» **YOUR OBJECTIVE**
Copy out, word for word, the part of the records that opens with their first line and closes with the line containing "pixel 94 191", both of those lines included.
## start
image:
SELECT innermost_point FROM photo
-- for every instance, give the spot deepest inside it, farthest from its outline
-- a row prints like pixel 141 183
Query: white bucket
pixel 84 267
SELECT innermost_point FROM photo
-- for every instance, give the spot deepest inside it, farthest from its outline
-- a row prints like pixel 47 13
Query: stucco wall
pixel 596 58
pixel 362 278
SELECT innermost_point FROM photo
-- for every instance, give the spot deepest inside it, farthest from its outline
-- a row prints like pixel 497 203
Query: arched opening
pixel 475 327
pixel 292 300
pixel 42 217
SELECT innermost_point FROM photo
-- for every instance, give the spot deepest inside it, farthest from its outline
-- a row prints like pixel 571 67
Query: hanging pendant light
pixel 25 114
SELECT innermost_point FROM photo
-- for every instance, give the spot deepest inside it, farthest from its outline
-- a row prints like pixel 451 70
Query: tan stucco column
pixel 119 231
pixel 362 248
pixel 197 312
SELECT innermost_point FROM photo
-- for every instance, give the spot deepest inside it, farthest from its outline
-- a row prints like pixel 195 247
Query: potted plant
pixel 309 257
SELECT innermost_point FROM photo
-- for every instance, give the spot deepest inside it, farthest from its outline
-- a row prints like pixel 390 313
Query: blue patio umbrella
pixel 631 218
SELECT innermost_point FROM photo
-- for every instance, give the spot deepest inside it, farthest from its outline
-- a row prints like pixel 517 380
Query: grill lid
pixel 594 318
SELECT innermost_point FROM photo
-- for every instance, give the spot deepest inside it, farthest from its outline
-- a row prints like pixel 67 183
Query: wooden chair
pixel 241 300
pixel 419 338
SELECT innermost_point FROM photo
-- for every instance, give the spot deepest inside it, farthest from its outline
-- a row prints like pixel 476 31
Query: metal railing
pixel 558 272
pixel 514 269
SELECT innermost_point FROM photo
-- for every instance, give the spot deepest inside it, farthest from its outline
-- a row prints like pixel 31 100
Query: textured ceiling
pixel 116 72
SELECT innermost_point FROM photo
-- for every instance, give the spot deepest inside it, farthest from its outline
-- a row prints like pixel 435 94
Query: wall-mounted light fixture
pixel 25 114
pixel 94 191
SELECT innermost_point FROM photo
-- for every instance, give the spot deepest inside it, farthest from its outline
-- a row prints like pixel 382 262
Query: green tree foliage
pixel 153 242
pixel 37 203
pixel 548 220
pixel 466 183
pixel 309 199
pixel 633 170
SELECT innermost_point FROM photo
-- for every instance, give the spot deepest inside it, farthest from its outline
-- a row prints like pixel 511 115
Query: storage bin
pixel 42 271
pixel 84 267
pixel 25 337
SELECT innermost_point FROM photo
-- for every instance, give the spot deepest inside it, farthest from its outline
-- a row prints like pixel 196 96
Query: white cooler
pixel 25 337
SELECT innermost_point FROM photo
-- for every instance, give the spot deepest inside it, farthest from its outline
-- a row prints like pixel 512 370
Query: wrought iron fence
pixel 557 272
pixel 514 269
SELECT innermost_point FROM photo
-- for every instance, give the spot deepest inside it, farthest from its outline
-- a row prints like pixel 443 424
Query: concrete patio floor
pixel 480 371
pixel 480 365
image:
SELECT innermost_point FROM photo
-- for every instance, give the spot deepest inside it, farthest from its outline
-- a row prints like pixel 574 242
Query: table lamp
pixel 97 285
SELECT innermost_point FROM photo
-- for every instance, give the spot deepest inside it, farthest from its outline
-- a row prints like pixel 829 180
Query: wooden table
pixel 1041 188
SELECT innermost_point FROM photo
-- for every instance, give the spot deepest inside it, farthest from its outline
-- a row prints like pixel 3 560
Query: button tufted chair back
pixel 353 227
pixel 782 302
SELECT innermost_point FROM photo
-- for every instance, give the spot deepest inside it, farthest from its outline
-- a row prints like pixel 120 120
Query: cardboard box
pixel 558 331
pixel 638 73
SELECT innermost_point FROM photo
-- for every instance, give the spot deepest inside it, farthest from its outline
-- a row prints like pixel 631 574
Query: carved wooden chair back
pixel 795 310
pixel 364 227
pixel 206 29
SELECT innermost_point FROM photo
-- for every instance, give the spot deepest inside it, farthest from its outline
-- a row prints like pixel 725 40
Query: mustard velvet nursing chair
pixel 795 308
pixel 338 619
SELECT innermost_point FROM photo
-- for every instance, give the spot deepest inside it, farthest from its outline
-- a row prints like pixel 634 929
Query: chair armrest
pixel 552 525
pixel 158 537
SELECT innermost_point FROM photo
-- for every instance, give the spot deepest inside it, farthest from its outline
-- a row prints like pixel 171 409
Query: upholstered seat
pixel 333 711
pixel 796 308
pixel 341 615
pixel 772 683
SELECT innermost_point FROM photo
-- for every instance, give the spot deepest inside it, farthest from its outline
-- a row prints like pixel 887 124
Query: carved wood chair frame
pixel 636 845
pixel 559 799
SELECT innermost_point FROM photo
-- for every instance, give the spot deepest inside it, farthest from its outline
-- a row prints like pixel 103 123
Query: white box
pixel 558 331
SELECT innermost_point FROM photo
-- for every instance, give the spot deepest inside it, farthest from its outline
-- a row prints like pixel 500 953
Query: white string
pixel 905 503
## end
» **THE SOLUTION**
image:
SELECT innermost_point FROM photo
-- for every instance, give the spot deepest inside it, farthest from its outline
-- a row prints like pixel 141 183
Query: white bucket
pixel 84 267
SELECT innermost_point FROM photo
-- for every instance, give the spot deepest inside it, farthest from its outline
-- a row prints like pixel 47 13
Query: stucco wall
pixel 596 58
pixel 362 278
SELECT innermost_point FROM photo
-- for every instance, give the spot deepest inside it, farthest from its outline
-- a row prints like pixel 497 203
Query: arched opening
pixel 475 327
pixel 292 300
pixel 42 217
SELECT innermost_point FROM photo
-- for every instance, give the spot deepest inside it, farthest from its outline
-- a row prints like pixel 571 67
Query: hanging pendant light
pixel 25 114
SELECT innermost_point FROM photo
-- for every instance, give the spot deepest inside it, farthest from its outline
-- a row prints like pixel 451 70
Query: tan stucco column
pixel 119 231
pixel 362 248
pixel 197 312
SELECT innermost_point FROM photo
-- for every instance, give the spot deepest inside it, farthest from its outline
-- a row prints like pixel 195 247
Query: potted plant
pixel 309 257
SELECT innermost_point FROM photo
-- for every instance, give the spot deepest inside it, farthest from its outline
-- a row prints like pixel 390 313
Query: blue patio umbrella
pixel 631 218
SELECT innermost_point FROM photo
-- for every instance, give the spot deepest inside it, farthest from its outline
-- a row prints like pixel 517 380
Query: grill lid
pixel 594 318
SELECT innermost_point FROM photo
-- for every instance, give the spot deepest inside it, farthest from its outline
-- a row prints like pixel 67 183
Query: wooden chair
pixel 241 300
pixel 419 338
SELECT innermost_point FROM photo
-- for every instance, give the spot deepest inside it, farthest from its outline
-- a row prints like pixel 476 31
Query: metal railing
pixel 558 272
pixel 514 269
SELECT innermost_point FROM photo
-- for every instance, give the spot deepest inside it, farthest from its outline
-- a row prints like pixel 31 100
Query: textured ceiling
pixel 116 72
SELECT innermost_point FROM photo
-- for every instance, give the spot deepest inside it, farthest from its outline
-- a row prints like pixel 435 94
Query: wall-mounted light fixture
pixel 25 114
pixel 94 191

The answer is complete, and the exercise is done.